Extend the webinar recap on local search during COVID-19, picking up right after its last sentence.

▶ **Document extract**
┄┄┄┄┄┄
Home Blog 8 Best Practices We Learned from Analyzing KPIs on 200+ Brands’ Local Listings During COVID-19 [Webinar Recap]

GMB Insights On-demand webinar

The past few months have brought massive change to the local marketing landscape. Temporary store closures, regulatory and public health requirements, changes to hours of operation and staffing, GMB updates, and more have wreaked havoc with local business communications and operations.

In order to help brands understand how the Coronavirus pandemic has impacted consumer behavior, we analyzed search data for nearly 200,000 U.S. business locations over a ten-week period from February 24 to April 27, 2020. Everything we’ve learned about consumer behavior through this longer-term, sustained crisis can be incorporated as a best practice into your local marketing strategy going forward.

Overall, we found that local searches decreased by 27.3% during the Coronavirus lockdown, with the lowest search volume during the study period the week of March 16, 2020. This was the week after the President declared the pandemic a national emergency. 

Krystal Taing, Director of Local Strategy, Marshall Nyman, Account Director, and Ryan Weber, Director of Client Success, shared more key findings from our study with participants. You can access the webinar on-demand here, or download the GMB Insights Study: Navigating Local Search in Times of Crisis whitepaper here.
┄┄┄┄┄┄
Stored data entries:
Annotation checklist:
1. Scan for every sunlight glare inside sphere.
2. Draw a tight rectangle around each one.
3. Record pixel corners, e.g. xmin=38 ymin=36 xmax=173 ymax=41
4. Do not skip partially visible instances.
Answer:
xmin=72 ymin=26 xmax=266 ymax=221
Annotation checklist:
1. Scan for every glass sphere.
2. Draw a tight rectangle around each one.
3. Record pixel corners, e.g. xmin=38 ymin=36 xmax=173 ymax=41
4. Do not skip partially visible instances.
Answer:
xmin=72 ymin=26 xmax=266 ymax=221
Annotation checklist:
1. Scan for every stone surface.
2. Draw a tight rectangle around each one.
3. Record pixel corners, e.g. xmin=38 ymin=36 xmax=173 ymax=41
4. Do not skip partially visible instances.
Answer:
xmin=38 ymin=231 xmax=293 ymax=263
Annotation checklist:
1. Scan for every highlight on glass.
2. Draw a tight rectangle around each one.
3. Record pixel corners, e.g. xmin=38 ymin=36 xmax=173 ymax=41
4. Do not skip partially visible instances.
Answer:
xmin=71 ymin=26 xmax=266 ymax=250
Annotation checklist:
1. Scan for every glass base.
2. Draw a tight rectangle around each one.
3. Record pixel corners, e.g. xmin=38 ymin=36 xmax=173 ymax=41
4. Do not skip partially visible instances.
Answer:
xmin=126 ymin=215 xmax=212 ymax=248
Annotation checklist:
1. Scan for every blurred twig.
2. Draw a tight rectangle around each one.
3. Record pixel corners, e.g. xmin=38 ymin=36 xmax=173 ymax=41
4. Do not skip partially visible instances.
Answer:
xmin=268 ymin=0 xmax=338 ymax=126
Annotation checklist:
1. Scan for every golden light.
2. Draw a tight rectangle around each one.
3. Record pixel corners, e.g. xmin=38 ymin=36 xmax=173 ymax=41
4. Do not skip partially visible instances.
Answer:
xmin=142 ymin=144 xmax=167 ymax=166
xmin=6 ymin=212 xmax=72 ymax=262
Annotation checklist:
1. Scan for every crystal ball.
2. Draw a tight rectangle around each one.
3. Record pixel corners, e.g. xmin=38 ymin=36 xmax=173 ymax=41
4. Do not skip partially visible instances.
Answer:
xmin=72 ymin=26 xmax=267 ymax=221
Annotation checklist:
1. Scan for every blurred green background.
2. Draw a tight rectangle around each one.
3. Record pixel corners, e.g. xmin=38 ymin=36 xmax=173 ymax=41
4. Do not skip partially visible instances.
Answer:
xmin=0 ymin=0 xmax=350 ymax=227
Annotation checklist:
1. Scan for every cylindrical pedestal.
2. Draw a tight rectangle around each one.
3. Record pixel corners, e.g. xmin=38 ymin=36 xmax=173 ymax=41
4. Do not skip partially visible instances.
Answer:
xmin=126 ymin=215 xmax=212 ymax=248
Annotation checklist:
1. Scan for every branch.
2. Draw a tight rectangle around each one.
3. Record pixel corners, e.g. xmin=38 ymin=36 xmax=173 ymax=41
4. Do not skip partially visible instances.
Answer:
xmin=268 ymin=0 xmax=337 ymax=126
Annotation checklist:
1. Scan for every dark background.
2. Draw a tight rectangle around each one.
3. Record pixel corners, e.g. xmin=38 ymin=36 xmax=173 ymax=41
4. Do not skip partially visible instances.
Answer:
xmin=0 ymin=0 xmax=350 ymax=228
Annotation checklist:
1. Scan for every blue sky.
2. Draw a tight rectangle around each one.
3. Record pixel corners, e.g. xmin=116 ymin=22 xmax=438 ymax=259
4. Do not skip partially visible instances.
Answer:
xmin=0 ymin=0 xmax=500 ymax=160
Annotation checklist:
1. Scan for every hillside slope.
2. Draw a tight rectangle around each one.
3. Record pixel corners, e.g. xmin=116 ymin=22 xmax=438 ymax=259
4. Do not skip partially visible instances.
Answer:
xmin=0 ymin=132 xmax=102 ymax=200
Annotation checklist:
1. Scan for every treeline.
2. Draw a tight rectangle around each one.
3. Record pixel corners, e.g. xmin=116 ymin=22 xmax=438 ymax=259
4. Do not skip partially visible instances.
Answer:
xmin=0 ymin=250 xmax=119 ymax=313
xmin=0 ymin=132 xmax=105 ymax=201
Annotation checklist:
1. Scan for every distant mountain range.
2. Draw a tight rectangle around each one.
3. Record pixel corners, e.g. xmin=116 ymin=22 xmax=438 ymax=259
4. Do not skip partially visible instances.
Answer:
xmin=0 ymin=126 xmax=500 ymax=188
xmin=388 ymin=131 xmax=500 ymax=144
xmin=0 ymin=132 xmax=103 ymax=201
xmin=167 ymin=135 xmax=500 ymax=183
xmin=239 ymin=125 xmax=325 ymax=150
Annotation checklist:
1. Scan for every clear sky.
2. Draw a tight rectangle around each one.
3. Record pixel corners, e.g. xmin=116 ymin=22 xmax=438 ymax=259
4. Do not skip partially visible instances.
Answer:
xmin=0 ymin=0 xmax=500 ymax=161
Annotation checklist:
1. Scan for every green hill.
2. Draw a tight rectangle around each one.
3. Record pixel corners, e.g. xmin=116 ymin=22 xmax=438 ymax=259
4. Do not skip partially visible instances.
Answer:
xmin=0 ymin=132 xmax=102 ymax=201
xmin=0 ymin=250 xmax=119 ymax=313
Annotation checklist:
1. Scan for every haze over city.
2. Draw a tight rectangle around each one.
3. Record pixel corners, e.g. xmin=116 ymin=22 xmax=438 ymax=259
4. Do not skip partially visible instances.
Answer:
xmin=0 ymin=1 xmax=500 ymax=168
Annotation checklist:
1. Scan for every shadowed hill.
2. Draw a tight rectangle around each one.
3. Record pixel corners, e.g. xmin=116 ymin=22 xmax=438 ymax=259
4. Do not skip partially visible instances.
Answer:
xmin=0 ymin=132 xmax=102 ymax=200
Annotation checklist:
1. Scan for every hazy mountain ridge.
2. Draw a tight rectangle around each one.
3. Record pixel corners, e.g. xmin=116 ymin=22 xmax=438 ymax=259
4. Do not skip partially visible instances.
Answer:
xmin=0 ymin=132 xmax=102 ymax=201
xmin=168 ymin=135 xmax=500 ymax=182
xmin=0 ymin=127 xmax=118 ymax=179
┄┄┄┄┄┄
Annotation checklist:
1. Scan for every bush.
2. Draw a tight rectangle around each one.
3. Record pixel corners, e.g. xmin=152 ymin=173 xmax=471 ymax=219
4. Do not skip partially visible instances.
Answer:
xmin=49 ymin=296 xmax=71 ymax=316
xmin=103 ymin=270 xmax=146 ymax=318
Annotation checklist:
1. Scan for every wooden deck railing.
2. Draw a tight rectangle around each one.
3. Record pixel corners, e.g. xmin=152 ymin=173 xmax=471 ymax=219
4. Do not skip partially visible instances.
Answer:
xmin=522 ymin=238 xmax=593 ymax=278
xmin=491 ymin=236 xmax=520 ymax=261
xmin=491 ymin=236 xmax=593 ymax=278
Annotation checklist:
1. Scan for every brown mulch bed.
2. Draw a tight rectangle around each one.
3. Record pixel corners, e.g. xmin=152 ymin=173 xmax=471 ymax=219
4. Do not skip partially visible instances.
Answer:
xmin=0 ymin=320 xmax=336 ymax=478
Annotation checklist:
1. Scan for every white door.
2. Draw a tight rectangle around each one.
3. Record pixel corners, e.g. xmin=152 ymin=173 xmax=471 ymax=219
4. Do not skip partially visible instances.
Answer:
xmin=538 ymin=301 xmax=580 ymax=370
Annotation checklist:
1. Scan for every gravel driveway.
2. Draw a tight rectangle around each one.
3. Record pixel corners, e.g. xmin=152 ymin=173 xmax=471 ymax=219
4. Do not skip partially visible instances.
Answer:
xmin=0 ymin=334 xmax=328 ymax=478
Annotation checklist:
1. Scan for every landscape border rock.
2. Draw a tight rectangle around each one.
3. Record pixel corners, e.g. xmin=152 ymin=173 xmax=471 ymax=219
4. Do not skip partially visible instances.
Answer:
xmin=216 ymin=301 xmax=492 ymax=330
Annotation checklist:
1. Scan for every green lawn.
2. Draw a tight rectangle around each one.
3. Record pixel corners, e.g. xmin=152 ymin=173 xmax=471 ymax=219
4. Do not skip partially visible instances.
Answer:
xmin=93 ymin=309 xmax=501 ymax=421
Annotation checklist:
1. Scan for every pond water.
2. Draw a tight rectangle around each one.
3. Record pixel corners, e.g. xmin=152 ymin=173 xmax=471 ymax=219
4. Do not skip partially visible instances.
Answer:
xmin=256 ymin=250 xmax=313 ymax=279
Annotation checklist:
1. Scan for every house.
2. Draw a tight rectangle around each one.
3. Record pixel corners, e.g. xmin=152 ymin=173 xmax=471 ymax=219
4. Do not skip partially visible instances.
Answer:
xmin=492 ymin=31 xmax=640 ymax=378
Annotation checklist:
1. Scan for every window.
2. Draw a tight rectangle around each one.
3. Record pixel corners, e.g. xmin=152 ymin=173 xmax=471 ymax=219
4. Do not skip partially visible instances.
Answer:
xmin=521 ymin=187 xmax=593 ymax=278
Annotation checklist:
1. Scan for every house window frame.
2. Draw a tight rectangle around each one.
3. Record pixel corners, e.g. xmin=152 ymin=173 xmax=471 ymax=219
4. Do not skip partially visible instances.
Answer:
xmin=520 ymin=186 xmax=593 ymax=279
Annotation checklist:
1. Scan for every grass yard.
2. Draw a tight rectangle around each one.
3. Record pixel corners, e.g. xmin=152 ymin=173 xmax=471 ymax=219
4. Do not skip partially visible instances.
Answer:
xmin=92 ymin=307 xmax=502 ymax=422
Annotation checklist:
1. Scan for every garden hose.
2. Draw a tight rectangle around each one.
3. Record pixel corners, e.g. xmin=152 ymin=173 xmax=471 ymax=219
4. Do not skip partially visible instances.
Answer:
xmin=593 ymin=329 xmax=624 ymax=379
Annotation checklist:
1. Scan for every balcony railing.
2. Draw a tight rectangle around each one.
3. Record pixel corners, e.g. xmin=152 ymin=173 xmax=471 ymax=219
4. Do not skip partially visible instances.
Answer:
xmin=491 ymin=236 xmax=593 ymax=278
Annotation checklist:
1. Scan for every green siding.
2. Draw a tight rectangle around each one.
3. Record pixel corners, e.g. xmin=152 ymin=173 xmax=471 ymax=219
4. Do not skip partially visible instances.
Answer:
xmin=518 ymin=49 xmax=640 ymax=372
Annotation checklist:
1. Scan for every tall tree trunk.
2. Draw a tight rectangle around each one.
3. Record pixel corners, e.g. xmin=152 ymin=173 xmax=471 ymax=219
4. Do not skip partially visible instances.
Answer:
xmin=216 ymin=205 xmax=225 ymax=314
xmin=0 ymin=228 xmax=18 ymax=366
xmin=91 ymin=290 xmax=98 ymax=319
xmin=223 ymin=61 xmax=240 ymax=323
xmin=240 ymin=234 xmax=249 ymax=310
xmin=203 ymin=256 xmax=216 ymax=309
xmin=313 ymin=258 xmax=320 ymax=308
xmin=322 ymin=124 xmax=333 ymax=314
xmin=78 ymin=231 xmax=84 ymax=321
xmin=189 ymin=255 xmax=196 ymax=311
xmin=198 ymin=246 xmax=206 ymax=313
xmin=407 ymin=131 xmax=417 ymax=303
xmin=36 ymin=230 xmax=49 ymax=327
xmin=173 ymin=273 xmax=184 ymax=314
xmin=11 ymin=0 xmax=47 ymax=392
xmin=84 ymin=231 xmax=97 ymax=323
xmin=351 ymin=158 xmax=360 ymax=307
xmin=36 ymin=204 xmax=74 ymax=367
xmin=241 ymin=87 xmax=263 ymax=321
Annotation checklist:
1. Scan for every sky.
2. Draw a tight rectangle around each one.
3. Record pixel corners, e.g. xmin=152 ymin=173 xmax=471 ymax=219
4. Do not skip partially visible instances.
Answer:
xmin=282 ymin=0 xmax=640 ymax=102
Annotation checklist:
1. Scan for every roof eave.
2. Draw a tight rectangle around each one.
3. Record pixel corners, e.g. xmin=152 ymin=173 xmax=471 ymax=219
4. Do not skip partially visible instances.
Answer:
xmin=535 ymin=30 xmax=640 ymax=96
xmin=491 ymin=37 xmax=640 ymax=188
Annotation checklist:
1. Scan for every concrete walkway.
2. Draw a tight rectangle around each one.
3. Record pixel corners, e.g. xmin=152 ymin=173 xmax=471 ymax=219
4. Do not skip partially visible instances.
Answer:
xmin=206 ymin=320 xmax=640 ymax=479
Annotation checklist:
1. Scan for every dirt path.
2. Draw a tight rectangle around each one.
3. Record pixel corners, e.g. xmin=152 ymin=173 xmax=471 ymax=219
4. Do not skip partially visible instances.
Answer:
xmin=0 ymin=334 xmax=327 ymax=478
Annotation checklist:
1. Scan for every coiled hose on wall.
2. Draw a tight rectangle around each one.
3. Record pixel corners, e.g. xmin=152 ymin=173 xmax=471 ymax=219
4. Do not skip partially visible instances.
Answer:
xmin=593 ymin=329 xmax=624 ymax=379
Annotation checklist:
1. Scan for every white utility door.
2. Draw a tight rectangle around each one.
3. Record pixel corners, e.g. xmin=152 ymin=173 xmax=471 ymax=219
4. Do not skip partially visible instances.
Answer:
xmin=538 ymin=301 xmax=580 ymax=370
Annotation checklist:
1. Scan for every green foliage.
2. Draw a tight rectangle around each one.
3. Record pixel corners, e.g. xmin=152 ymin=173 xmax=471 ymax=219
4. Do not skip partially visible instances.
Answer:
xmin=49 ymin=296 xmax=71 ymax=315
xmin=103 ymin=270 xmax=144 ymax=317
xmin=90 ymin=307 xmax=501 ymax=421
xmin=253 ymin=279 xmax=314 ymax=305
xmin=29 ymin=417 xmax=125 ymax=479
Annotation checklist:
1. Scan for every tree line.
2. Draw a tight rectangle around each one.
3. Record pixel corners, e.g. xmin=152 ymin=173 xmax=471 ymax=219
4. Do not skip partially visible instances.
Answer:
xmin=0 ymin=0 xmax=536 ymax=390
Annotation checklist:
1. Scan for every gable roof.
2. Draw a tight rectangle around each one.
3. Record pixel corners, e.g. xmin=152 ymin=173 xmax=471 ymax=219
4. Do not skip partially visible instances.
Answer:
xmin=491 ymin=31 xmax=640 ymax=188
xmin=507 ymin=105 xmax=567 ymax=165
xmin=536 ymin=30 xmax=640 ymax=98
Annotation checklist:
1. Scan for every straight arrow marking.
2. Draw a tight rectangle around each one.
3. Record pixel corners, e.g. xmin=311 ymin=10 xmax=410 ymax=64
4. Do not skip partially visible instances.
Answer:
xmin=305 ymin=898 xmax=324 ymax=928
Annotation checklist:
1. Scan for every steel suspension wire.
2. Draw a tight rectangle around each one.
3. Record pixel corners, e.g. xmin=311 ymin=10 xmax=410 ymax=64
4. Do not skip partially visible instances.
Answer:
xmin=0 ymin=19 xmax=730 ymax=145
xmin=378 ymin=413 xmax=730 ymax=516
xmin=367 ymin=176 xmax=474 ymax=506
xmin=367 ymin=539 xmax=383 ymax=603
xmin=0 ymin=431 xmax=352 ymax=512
┄┄┄┄┄┄
▶ **Result below**
Local Listings During COVID-19 Webinar

Here are their best practices for managing local listings in times of crisis:

  1. Be prepared for changes in the types of searches local customers conduct as their needs change. Are they looking for pickup options? Do they want to know about your sanitization routines? Are you displaying special hours? Update your local listings—especially your GMB profile—and your local pages to provide this information.

    A lot of times what that means making the necessary updates to your Google My Business listings and your other local listings across other publishers. Google primarly has put an immense amount of effort into enabling new attributes, adding new fields, and allowing you to communicate unique services all within your GMB listing. – Ryan Weber

  1. Use text and GMB attributes to provide information on alternative fulfillment methods such as curbside pickup, local delivery, and telehealth.
  1. Gather your consumer behavior insights and apply a strategy to their questions as early in the funnel as you possibly can. This means updating your Google My Business listings, and also syndicating that information to your other local listings across publishers, directories, and networks.
  1. Leverage your local pages to distribute in-depth information at the brand level and regionally. The spread of COVID-19 and consumer response has been different across the country and in different regions and cities. Brands need to have the ability to reach consumers in all markets instantly with key messaging, and the flexibility to tailor the message for individual locations, cities, or regions.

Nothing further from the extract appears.